Two years ago yesterday, Dr. George Tiller was shot point-blank in his church and died instantly at the hands of a religious zealot with ties to the anti-abortion movement. "Dr. George Tiller was murdered ... by an anti-abortion extremist whose goal was to make abortion less available," noted Rachel Maddow last night. "And today, two years later, there is no abortion-provider in Wichita," where Tiller maintained his practice.
As I've written here previously, anti-abortion violence is a persistent thread in the movement's history -- one that the movement and its leaders should be called to examine, explain and address. The threat of assassination continues to loom over those who provide women's healthcare. Just last week, another would-be crusader was arrested in Wisconsin, where, armed with maps and a .38-caliber handgun, he planned to execute doctors and nurses serving at the Madison Planned Parenthood clinic.
Marie Diamond observes at ThinkProgress that such extremists "are getting considerable help from their friends in politics."
Congress is trying to prevent doctors from learning how to perform life-saving abortion procedures that are often necessary when women have incomplete miscarriages. This year, Republicans in South Carolina, Nebraska, and Iowa have pushed legislation that would essentially legalize the murder of abortion providers. If passed, these bills would protect vigilantes and constitute the first instances of state-sanctioned anti-abortion terrorism. Such radical sentiments have been echoed by prominent conservatives on the national stage like Sen. Tom Coburn (R-OK), who said during his 2004 campaign, “I favor the death penalty for abortionists.” When it comes to the modern anti-abortion lobby, it seems no position is too extreme.

Source data =>
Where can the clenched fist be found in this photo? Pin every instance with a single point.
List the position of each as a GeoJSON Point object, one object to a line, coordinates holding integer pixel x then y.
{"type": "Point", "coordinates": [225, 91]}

Required action 1 =>
Answer these about the article on anti-abortion violence:
(a) In which state was a man arrested last week, and which clinic did he plan to target?
(b) In which three states did Republicans push legislation this year that the article says would essentially legalize the murder of abortion providers?
(c) Who said "I favor the death penalty for abortionists," and on what occasion?
Required action 2 =>
What comes next in the article on anti-abortion violence? Write it, beginning after its final sentence.
You won't need the listing for any of this.

Task result 1 =>
(a) Wisconsin; the Madison Planned Parenthood clinic.
(b) South Carolina, Nebraska, and Iowa.
(c) Sen. Tom Coburn (R-OK), during his 2004 campaign.

Task result 2 =>
Not only are the courageous folks at Planned Parenthood braving the threat of violence daily, but they are fighting back against these unjust intrusions into the practice of medicine. Just last week, Planned Parenthood filed suit in South Dakota to enjoin a law there requiring a 72-hour waiting period and anti-abortion "counseling" at a "crisis-pregnancy center" before being granted access to an abortion. According to Sarah Stoesz, CEO of the local Planned Parenthood affiliate, "This law goes farther than any other in the country in intruding on the doctor-patient relationship, and putting women and families at risk."